+++ ROWS +++
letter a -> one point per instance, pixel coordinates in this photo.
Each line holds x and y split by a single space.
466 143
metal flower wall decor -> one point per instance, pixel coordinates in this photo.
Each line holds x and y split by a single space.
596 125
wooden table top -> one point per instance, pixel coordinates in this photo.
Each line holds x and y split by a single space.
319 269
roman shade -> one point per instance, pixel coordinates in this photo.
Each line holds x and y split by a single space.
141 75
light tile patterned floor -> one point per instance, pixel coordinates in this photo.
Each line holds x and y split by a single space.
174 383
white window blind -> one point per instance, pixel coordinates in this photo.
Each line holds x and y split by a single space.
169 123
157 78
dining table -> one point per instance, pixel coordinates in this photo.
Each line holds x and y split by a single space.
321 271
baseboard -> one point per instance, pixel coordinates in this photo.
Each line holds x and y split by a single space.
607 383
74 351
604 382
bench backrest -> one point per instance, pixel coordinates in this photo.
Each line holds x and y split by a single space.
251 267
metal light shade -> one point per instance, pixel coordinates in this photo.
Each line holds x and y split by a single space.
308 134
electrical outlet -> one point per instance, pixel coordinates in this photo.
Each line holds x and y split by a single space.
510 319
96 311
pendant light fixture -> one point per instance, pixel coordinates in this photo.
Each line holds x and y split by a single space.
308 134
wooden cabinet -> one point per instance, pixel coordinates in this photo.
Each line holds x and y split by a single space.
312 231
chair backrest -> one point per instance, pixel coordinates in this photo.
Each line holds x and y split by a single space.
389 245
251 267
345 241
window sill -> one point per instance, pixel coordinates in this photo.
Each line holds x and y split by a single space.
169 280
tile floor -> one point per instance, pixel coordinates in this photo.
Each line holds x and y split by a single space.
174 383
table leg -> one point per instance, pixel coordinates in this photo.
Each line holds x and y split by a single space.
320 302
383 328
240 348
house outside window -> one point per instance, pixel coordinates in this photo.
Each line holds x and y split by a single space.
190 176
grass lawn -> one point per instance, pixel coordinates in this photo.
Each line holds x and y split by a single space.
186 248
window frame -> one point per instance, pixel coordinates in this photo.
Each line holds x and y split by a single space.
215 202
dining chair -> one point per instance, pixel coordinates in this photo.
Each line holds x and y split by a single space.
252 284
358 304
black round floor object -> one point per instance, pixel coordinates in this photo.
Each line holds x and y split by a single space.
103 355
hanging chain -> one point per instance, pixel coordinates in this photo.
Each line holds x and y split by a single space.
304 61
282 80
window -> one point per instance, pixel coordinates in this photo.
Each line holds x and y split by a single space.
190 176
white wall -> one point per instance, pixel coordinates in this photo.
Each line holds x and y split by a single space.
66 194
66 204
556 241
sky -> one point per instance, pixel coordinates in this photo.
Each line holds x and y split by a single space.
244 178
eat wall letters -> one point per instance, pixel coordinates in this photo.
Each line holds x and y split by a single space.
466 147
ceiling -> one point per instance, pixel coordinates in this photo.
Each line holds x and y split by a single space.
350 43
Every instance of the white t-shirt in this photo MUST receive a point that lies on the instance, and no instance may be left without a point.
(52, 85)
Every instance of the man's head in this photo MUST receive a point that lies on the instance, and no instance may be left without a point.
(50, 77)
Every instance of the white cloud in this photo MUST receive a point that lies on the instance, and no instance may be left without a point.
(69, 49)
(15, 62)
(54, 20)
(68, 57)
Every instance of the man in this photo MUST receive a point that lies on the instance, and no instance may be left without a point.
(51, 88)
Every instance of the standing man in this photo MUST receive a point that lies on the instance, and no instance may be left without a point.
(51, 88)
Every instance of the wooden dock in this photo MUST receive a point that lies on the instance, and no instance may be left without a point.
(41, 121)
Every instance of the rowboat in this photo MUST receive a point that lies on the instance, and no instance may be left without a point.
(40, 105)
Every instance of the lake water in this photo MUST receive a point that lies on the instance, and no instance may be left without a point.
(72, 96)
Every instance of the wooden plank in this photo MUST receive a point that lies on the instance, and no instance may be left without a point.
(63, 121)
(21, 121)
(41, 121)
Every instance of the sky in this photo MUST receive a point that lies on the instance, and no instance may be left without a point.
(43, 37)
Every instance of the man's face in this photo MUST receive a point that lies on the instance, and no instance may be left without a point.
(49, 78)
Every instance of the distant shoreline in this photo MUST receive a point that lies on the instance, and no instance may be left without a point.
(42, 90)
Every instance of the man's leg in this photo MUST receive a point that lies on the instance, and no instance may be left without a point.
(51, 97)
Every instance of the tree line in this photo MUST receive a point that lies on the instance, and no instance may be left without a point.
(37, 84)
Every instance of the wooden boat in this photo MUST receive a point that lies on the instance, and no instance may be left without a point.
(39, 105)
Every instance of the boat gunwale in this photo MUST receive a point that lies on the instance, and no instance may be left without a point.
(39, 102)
+++
**WHAT TO PRODUCE**
Exactly reproduce the lines from the one containing "Every instance of the distant" through the end of the records, and only those lines.

**FINISHED TASK**
Every instance of the distant shoreline in this photo MUST receive a point that lies on the instance, and no instance may be left without a point.
(42, 90)
Every instance of the man's leg in this photo MUST receive a point that lies on the instance, and no instance may be left without a point.
(51, 97)
Every instance of the tree line in this photo MUST receive a point that lies on the instance, and no instance may be left without a point.
(37, 84)
Every instance of the wooden boat in this photo MUST receive a point that lies on the instance, and no instance may be left without a point.
(39, 105)
Every instance of the boat gunwale in this photo MUST receive a point that lies on the instance, and no instance may be left without a point.
(39, 102)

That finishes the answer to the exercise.